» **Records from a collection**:
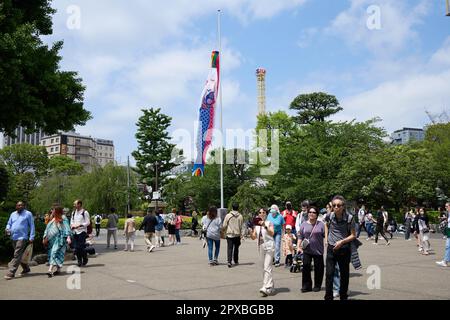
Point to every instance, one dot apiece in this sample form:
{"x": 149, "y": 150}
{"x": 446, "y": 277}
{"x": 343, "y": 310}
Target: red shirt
{"x": 289, "y": 217}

» **Stated problem**: Repeat the listing above word for word, leaving out the picture.

» **Solved exercise**:
Point to every instance, one dot apiece in this sample form:
{"x": 149, "y": 150}
{"x": 446, "y": 277}
{"x": 343, "y": 310}
Target: red shirt
{"x": 289, "y": 217}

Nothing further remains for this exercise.